DIRECTIVE →
Skip every line before the one containing "of the beige", then copy that line and the rest of the entries below exactly, through the last line.

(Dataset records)
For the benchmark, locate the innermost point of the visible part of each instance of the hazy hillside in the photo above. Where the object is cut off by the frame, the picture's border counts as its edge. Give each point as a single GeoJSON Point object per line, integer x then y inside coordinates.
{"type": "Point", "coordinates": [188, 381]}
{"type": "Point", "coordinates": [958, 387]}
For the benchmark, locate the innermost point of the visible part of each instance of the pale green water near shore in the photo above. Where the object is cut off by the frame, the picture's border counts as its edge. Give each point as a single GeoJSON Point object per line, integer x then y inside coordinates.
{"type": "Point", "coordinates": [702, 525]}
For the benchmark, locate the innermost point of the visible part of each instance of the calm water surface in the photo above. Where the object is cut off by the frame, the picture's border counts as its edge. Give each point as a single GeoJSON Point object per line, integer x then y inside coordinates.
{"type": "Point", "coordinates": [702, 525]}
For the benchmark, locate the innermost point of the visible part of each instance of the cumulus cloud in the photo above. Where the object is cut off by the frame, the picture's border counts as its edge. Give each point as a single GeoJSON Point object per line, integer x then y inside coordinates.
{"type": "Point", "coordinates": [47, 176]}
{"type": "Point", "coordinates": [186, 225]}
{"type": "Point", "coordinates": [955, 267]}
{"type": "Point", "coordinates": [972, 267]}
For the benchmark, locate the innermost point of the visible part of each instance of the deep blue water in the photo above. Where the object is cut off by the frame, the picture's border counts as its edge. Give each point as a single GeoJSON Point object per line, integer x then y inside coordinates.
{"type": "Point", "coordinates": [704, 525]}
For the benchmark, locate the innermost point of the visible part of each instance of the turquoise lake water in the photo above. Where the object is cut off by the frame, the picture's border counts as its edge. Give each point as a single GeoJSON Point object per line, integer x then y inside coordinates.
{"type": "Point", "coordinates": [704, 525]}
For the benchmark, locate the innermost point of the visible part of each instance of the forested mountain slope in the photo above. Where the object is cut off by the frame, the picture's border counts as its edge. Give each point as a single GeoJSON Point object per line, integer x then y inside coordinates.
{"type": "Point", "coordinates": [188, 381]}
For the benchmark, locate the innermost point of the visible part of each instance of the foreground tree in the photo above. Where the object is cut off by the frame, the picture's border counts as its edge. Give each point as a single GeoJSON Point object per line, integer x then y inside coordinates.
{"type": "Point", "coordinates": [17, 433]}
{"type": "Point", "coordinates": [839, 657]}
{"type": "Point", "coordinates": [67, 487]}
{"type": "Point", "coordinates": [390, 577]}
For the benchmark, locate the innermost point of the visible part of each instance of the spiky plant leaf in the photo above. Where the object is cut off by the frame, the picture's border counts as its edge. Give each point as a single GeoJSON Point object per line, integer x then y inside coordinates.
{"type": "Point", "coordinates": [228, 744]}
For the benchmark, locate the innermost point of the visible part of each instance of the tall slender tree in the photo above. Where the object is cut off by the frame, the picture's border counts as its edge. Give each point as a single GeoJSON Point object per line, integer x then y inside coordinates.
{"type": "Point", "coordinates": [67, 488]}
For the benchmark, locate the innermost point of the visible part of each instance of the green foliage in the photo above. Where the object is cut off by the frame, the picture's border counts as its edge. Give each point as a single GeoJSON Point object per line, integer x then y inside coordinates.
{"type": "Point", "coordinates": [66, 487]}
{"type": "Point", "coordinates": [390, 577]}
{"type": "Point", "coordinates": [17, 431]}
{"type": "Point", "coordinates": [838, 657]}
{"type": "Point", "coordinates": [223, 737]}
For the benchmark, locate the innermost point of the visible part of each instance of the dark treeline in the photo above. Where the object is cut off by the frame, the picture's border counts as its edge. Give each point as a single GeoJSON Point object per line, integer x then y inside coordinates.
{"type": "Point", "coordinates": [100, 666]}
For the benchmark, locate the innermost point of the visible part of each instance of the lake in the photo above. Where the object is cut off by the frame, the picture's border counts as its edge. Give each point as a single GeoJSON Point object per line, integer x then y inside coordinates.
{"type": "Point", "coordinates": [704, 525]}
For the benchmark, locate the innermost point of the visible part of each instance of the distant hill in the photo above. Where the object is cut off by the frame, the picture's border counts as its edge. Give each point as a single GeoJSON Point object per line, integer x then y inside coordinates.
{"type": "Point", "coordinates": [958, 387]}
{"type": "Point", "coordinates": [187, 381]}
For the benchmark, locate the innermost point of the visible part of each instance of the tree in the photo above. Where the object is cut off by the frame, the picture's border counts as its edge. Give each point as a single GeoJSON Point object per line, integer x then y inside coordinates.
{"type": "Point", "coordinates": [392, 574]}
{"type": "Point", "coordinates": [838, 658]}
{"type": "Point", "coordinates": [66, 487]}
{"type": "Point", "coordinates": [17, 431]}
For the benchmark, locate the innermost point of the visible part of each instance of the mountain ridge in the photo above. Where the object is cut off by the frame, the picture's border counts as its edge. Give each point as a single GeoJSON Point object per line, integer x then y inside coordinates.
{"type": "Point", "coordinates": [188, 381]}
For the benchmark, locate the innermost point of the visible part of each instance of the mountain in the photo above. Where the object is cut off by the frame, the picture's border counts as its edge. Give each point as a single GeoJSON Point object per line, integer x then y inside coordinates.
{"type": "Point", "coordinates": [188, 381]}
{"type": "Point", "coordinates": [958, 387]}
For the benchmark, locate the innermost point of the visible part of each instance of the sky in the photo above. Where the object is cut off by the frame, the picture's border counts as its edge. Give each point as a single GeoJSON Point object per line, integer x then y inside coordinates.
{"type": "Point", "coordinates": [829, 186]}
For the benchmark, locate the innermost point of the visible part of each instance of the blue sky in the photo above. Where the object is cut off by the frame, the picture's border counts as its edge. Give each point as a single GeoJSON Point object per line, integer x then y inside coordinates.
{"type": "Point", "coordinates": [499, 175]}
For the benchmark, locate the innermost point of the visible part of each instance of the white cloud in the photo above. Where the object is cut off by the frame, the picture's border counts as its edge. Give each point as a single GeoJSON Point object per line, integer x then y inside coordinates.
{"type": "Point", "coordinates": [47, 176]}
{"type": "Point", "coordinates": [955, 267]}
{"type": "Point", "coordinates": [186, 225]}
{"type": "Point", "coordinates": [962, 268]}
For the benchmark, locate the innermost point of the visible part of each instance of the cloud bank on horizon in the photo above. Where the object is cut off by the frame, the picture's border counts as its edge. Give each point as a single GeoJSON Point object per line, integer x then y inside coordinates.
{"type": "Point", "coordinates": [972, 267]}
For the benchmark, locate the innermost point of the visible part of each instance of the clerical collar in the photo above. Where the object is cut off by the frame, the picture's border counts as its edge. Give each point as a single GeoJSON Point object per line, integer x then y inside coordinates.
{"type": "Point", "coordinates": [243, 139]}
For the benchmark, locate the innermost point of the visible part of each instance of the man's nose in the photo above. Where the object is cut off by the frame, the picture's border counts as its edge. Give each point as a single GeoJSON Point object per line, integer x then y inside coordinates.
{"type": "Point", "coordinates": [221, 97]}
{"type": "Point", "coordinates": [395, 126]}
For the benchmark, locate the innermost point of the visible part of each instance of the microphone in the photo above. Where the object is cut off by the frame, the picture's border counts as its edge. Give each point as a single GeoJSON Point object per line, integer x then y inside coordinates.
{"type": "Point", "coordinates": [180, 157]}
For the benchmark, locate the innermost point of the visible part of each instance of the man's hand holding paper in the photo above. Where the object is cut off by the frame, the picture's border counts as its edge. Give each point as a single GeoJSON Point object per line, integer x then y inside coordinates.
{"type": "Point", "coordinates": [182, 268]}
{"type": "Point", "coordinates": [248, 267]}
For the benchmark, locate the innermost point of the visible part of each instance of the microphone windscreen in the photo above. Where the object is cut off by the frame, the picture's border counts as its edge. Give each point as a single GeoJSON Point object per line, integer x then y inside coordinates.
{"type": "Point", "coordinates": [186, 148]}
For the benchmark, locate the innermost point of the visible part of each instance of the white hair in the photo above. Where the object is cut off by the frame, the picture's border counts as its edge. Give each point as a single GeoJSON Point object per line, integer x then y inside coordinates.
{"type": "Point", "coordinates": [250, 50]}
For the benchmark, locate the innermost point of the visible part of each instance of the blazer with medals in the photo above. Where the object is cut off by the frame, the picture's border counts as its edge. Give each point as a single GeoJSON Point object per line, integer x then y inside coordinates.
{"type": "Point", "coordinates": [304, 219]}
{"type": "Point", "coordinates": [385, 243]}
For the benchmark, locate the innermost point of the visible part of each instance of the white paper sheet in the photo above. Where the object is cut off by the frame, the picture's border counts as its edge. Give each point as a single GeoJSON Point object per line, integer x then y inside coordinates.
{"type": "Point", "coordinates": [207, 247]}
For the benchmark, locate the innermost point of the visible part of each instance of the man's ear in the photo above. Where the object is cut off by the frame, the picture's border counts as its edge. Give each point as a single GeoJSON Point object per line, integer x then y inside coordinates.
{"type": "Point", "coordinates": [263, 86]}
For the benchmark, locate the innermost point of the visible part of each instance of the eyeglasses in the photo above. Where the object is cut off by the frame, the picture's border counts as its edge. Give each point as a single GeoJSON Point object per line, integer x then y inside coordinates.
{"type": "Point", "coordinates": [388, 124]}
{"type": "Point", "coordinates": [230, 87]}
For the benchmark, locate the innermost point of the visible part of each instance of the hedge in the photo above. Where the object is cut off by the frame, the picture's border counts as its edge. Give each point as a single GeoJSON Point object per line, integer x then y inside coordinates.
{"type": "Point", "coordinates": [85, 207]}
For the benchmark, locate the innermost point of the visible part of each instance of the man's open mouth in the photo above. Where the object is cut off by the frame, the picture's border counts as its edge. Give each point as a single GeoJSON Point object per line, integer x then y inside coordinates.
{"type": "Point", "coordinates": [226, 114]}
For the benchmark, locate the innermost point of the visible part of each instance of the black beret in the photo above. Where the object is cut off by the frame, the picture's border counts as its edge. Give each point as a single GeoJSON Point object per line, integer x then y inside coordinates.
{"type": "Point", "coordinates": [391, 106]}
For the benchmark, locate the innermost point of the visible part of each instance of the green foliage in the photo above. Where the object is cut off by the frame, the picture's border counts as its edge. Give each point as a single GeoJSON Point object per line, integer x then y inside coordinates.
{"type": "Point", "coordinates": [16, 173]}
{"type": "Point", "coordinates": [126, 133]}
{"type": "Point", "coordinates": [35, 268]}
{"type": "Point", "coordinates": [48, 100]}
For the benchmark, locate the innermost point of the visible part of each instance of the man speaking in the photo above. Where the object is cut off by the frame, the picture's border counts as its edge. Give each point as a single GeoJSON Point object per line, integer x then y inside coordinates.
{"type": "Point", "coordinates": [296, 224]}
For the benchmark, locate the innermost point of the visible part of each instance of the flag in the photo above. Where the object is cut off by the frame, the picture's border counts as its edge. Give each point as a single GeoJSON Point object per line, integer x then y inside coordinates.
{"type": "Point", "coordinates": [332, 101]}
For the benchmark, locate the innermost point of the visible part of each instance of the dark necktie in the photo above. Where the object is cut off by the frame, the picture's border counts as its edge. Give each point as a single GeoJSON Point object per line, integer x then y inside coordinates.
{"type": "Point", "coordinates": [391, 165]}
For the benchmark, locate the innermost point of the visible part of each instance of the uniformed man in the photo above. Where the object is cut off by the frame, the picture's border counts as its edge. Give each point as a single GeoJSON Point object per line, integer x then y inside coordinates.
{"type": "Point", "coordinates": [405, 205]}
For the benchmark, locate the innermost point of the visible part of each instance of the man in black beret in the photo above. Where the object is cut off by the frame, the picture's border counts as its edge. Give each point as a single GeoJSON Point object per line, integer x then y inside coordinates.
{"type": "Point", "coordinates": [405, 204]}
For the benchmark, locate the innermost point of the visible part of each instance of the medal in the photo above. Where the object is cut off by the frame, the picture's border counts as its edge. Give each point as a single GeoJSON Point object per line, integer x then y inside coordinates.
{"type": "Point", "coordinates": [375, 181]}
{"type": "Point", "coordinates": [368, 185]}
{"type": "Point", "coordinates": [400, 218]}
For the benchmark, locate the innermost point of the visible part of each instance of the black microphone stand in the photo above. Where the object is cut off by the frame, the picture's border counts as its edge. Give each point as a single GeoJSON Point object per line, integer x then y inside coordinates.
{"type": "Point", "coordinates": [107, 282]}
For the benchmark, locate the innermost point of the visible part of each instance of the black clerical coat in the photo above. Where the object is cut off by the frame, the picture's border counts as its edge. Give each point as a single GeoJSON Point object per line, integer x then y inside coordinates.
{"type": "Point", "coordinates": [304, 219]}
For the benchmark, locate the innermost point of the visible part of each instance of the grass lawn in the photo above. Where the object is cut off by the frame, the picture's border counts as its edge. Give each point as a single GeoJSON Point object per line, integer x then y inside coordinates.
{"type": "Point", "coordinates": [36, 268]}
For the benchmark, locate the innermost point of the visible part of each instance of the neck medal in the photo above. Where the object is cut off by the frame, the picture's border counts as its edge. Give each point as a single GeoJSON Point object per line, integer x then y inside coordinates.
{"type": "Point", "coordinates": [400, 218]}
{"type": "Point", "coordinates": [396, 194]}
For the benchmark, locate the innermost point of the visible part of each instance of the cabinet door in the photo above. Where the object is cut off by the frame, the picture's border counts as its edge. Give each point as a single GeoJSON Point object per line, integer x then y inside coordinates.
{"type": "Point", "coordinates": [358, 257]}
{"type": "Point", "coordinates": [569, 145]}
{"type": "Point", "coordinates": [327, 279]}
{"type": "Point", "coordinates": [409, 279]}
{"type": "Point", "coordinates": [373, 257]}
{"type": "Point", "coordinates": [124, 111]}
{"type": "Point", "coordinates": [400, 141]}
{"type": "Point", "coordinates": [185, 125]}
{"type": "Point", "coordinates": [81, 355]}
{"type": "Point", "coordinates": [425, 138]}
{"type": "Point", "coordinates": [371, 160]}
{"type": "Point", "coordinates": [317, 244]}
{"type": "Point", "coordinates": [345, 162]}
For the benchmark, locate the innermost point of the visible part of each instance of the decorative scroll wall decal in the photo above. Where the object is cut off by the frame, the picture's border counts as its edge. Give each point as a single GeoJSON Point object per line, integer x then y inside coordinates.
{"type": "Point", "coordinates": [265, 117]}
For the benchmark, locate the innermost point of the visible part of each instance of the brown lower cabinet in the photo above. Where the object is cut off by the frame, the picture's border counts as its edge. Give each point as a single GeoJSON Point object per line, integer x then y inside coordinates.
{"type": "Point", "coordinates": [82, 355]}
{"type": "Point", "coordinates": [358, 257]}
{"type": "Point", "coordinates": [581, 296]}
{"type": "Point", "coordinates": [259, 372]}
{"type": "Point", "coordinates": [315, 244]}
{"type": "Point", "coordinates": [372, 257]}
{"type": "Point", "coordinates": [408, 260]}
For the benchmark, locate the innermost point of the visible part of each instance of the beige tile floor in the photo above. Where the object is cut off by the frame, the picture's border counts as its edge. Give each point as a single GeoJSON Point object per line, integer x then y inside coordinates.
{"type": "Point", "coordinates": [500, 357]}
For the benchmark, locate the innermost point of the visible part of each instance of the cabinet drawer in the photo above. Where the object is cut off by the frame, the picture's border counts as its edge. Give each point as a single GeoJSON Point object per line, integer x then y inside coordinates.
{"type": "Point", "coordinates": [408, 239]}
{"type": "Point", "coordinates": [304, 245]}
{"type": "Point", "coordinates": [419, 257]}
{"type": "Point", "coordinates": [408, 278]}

ANSWER BELOW →
For the benchmark, locate the innermost point of the visible part of each instance of the beige tile floor in the photo above. Where the object is cut off by the frame, the picture's border counts as its edge. Give each point as a single GeoJSON Point object per line, integer x then y inside coordinates.
{"type": "Point", "coordinates": [500, 357]}
For the benchmark, locate the innermost point of the visible part of each instance of the cabinet drawer in the photo above. Where the object is cut off by the frame, the picture's border counts as its edge. Give each point as a single GeoJSON Point object per line, integer x then y inside coordinates.
{"type": "Point", "coordinates": [408, 239]}
{"type": "Point", "coordinates": [304, 245]}
{"type": "Point", "coordinates": [419, 257]}
{"type": "Point", "coordinates": [408, 278]}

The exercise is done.